WHAT IS NEEDED: Please rewrite the rows below with every "Point out" changed to "Mark" and everything else left the same. Leave the pictures out of your version.

(Entries from an annotation dataset)
· · · · ·
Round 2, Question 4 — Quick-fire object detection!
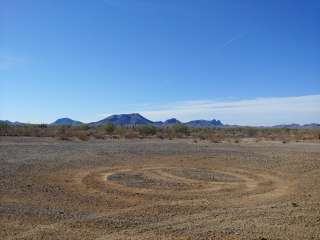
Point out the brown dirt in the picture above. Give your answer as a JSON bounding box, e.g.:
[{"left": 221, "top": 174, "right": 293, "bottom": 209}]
[{"left": 0, "top": 137, "right": 320, "bottom": 240}]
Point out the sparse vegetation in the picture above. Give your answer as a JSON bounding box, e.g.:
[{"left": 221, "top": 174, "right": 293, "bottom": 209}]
[{"left": 0, "top": 124, "right": 320, "bottom": 143}]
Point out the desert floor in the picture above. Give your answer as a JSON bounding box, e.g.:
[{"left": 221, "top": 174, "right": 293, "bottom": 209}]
[{"left": 0, "top": 137, "right": 320, "bottom": 240}]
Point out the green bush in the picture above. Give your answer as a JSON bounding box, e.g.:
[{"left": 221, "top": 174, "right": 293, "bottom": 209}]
[{"left": 103, "top": 123, "right": 116, "bottom": 134}]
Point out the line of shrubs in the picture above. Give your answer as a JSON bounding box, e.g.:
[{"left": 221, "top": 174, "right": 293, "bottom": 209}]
[{"left": 0, "top": 124, "right": 320, "bottom": 142}]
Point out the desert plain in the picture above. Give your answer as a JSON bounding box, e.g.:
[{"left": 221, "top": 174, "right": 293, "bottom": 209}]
[{"left": 0, "top": 137, "right": 320, "bottom": 240}]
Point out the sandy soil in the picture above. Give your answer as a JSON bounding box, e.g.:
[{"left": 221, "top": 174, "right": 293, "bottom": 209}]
[{"left": 0, "top": 137, "right": 320, "bottom": 240}]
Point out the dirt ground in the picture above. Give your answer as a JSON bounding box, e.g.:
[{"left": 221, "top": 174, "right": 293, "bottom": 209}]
[{"left": 0, "top": 137, "right": 320, "bottom": 240}]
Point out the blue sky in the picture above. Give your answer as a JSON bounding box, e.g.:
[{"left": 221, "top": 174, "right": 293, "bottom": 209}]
[{"left": 0, "top": 0, "right": 320, "bottom": 125}]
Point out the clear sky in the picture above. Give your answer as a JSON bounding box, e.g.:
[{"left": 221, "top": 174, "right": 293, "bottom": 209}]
[{"left": 0, "top": 0, "right": 320, "bottom": 125}]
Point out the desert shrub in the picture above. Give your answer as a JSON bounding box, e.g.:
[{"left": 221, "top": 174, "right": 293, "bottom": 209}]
[
  {"left": 91, "top": 131, "right": 105, "bottom": 139},
  {"left": 72, "top": 131, "right": 90, "bottom": 141},
  {"left": 138, "top": 125, "right": 157, "bottom": 136},
  {"left": 103, "top": 123, "right": 116, "bottom": 134},
  {"left": 124, "top": 131, "right": 140, "bottom": 139}
]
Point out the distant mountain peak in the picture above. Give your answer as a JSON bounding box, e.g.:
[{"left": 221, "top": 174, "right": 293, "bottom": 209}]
[
  {"left": 50, "top": 117, "right": 82, "bottom": 126},
  {"left": 164, "top": 118, "right": 181, "bottom": 125}
]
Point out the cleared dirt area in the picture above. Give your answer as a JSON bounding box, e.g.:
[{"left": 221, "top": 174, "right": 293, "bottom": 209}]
[{"left": 0, "top": 137, "right": 320, "bottom": 240}]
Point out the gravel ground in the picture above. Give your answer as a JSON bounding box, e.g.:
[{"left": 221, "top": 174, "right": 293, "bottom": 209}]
[{"left": 0, "top": 137, "right": 320, "bottom": 240}]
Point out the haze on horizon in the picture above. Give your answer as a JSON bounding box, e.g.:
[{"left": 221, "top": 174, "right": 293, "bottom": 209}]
[{"left": 0, "top": 0, "right": 320, "bottom": 126}]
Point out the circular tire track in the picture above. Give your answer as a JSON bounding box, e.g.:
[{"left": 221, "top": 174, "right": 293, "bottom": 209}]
[{"left": 83, "top": 166, "right": 289, "bottom": 202}]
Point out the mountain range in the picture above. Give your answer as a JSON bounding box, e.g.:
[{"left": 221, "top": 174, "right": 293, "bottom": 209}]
[
  {"left": 0, "top": 113, "right": 320, "bottom": 128},
  {"left": 0, "top": 113, "right": 223, "bottom": 127}
]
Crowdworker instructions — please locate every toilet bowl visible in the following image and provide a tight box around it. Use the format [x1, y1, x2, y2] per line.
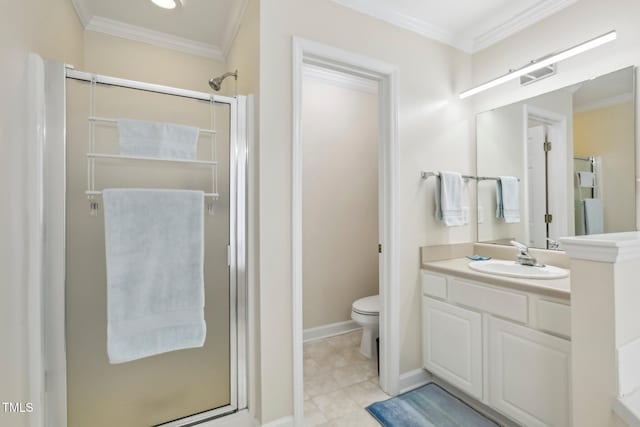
[351, 295, 380, 359]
· · · · ·
THE OUTPUT:
Round 2, Question 4 — Quick-fire object detection!
Mark the brown dirt in the picture above. Give your answer as a JSON bounding box, e.g.:
[{"left": 221, "top": 174, "right": 293, "bottom": 209}]
[{"left": 0, "top": 137, "right": 320, "bottom": 240}]
Mark the sparse vegetation in the picture above. Give your answer as a JSON bounding box, e.g.:
[{"left": 221, "top": 174, "right": 293, "bottom": 209}]
[{"left": 0, "top": 124, "right": 320, "bottom": 143}]
Mark the desert floor in the picture above. Give your answer as a JSON bounding box, e.g.:
[{"left": 221, "top": 174, "right": 293, "bottom": 209}]
[{"left": 0, "top": 137, "right": 320, "bottom": 240}]
Mark the green bush in the picture above. Give your answer as a JSON bounding box, e.g.:
[{"left": 221, "top": 174, "right": 293, "bottom": 209}]
[{"left": 103, "top": 123, "right": 116, "bottom": 134}]
Mark the line of shrubs in the picture above. Give your answer as a JSON bounding box, e.g.:
[{"left": 221, "top": 174, "right": 293, "bottom": 209}]
[{"left": 0, "top": 124, "right": 320, "bottom": 142}]
Mark the desert plain in the picture above. Give your answer as a JSON bounding box, e.g.:
[{"left": 221, "top": 174, "right": 293, "bottom": 209}]
[{"left": 0, "top": 137, "right": 320, "bottom": 240}]
Mark the sandy soil in the picture above. Give your answer as a JSON bounding box, e.g.:
[{"left": 221, "top": 174, "right": 293, "bottom": 209}]
[{"left": 0, "top": 137, "right": 320, "bottom": 240}]
Mark the dirt ground in the picture above. Give your answer as a JSON bounding box, e.g.:
[{"left": 221, "top": 174, "right": 293, "bottom": 209}]
[{"left": 0, "top": 137, "right": 320, "bottom": 240}]
Mark the blue sky in the picture above. Give your answer as a JSON bounding box, e.g.:
[{"left": 221, "top": 174, "right": 293, "bottom": 209}]
[{"left": 0, "top": 0, "right": 320, "bottom": 125}]
Mark the clear sky in the picture above. Give your answer as a JSON bounding box, e.g.:
[{"left": 221, "top": 174, "right": 293, "bottom": 209}]
[{"left": 0, "top": 0, "right": 320, "bottom": 125}]
Mark the desert shrub in the picture above. Give your answer as a JSON bounding box, e.g.:
[{"left": 221, "top": 174, "right": 293, "bottom": 209}]
[
  {"left": 91, "top": 131, "right": 105, "bottom": 139},
  {"left": 72, "top": 131, "right": 90, "bottom": 141},
  {"left": 138, "top": 125, "right": 157, "bottom": 136},
  {"left": 103, "top": 123, "right": 116, "bottom": 134},
  {"left": 124, "top": 131, "right": 140, "bottom": 139}
]
Mark the distant mountain peak in the picture above. Give your answer as a JSON bounding box, e.g.:
[{"left": 221, "top": 174, "right": 293, "bottom": 209}]
[
  {"left": 50, "top": 117, "right": 82, "bottom": 126},
  {"left": 164, "top": 118, "right": 181, "bottom": 125}
]
Mark the cleared dirt area in the picture above. Give your answer as a JSON bounding box, e.g.:
[{"left": 221, "top": 174, "right": 293, "bottom": 209}]
[{"left": 0, "top": 137, "right": 320, "bottom": 240}]
Mark the gravel ground in the picture above. Give your answer as a JSON bounding box, e.g.:
[{"left": 221, "top": 174, "right": 293, "bottom": 209}]
[{"left": 0, "top": 137, "right": 320, "bottom": 240}]
Mark the haze on horizon in the picture above. Give your answer as a JSON bounding box, e.g.:
[{"left": 221, "top": 174, "right": 293, "bottom": 209}]
[{"left": 0, "top": 0, "right": 320, "bottom": 126}]
Mark the circular tire track in the picture above. Give your answer as a JSON bounding box, e.g.:
[{"left": 221, "top": 174, "right": 293, "bottom": 209}]
[{"left": 83, "top": 166, "right": 289, "bottom": 202}]
Mark the mountain range in the picture above. Give your answer as a JSON bounding box, e.g.:
[{"left": 221, "top": 174, "right": 293, "bottom": 209}]
[
  {"left": 0, "top": 113, "right": 320, "bottom": 128},
  {"left": 0, "top": 113, "right": 223, "bottom": 127}
]
Crowdworker instructions — please locate every toilet bowl visible in the following image and provide a tight box around it. Use the format [x1, y1, x2, y2] per line.
[351, 295, 380, 359]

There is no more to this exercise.